CONSIGNE: Réécrivez sous forme de liste le paragraphe de l’extrait qui commence par « Pour qu’une pratique soit capable », en conservant ses faits essentiels.

:: EXTRAIT SOURCE ::

Des pratiques économiques communes
Pour qu’une pratique soit capable de régénérer des écosystèmes, elle doit obéir à 6 principes communs, d’après l’ingénieure : valoriser la diversité des ressources, superposer des flux de ressources et de valeurs et s’organiser en réseaux d’acteurs. Ce sont les trois « principes constructeurs ». Ensuite, les trois « principes régulateurs » : utiliser en priorité les services rendus par les écosystèmes, rechercher l’efficience maximale dans l’utilisation de l’énergie, de matière et d’information, et s’inscrire dans le respect des équilibres planétaires. Ensemble, tous ces principes communs permettent de comprendre les nouvelles règles du jeu économique. « Ils forment un jeu de lego avec lesquels on va penser nos modèles pour devenir régénératif. »
D’après elle « 2022 a été une année extraordinaire », car le GIEC a adoubé les théories de l’économie symbiotique. Les scientifiques ont identifié deux grandes voies pour s’adapter au réchauffement climatique : associer l’atténuation, l’adaptation et l’inclusion sociale d’un côté, associer les entreprises, les citoyens consommateurs et les gouvernements de l’autre.

:::
:: DONNÉES DISPONIBLES ::

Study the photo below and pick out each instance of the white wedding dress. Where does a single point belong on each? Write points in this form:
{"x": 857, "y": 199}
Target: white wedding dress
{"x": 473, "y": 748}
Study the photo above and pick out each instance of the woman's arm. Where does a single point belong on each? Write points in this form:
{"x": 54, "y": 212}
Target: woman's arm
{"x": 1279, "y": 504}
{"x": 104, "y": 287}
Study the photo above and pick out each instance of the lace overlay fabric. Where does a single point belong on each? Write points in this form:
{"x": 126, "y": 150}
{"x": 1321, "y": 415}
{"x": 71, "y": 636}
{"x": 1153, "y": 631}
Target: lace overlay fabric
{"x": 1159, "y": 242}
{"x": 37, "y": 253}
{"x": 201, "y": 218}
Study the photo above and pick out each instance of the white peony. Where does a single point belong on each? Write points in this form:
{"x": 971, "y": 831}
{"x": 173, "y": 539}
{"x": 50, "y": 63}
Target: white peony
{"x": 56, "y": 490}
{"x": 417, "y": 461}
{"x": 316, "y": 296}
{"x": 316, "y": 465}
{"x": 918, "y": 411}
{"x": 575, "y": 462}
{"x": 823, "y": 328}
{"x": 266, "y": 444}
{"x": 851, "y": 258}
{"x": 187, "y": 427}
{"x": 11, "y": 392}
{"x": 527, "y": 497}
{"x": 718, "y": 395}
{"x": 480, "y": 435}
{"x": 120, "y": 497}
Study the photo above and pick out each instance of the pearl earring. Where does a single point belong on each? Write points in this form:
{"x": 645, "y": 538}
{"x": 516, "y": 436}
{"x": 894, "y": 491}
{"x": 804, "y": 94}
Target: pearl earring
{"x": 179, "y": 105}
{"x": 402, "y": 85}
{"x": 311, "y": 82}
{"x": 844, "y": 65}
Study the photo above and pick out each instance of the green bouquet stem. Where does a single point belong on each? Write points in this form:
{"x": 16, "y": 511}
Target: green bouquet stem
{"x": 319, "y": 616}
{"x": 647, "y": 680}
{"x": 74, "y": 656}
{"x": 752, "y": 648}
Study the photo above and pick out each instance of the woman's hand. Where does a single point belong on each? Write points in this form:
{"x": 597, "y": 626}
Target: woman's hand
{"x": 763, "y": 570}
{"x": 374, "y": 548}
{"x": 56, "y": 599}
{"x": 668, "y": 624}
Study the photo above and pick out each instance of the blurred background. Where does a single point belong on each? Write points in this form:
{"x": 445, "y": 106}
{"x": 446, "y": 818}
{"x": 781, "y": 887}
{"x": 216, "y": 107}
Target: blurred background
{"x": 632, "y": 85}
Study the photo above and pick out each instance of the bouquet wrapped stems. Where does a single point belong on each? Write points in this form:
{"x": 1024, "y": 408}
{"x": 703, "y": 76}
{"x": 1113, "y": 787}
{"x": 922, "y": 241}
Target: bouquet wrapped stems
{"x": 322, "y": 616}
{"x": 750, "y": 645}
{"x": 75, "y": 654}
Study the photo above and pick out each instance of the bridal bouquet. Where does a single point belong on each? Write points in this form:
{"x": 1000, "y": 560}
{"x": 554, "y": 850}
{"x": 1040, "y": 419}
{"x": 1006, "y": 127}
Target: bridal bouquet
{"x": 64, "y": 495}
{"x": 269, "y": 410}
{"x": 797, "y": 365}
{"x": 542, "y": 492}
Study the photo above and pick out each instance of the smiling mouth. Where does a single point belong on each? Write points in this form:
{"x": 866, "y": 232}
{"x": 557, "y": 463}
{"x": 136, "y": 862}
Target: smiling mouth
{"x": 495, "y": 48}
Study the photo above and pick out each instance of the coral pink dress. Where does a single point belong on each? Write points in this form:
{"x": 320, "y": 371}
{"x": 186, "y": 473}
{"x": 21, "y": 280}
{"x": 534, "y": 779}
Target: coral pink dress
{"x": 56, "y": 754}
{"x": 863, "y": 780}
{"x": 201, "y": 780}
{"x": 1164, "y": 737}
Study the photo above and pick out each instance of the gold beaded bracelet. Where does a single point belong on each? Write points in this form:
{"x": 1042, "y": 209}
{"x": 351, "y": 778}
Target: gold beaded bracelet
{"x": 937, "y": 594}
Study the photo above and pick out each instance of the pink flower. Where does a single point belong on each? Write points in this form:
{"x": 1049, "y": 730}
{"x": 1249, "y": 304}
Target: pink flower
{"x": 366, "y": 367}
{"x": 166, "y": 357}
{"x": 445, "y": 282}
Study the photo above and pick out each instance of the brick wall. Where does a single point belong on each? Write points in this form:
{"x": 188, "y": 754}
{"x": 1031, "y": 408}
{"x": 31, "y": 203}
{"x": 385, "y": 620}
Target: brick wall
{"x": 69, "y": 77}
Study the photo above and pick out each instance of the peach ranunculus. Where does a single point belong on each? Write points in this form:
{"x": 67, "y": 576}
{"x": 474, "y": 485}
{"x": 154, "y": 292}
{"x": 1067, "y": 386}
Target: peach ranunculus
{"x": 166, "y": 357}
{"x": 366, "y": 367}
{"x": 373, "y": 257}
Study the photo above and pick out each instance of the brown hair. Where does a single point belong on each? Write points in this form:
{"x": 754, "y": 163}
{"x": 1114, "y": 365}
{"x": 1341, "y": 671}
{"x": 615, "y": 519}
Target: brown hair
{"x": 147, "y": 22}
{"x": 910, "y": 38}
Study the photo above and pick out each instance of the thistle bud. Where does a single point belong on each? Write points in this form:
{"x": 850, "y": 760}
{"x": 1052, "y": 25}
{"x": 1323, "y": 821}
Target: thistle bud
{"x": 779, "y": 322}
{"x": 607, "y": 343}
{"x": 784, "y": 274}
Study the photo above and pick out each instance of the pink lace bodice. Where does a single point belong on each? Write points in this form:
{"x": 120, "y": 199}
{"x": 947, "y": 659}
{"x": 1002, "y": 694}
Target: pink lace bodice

:::

RÉSULTAT:
Selon l’ingénieure, une pratique capable de régénérer des écosystèmes obéit à six principes communs :
- Principes constructeurs :
  - valoriser la diversité des ressources ;
  - superposer des flux de ressources et de valeurs ;
  - s’organiser en réseaux d’acteurs.
- Principes régulateurs :
  - utiliser en priorité les services rendus par les écosystèmes ;
  - rechercher l’efficience maximale dans l’utilisation de l’énergie, de la matière et de l’information ;
  - respecter les équilibres planétaires.
- Ensemble, ces principes permettent de comprendre les nouvelles règles du jeu économique. Ils forment un « jeu de lego » pour penser des modèles régénératifs.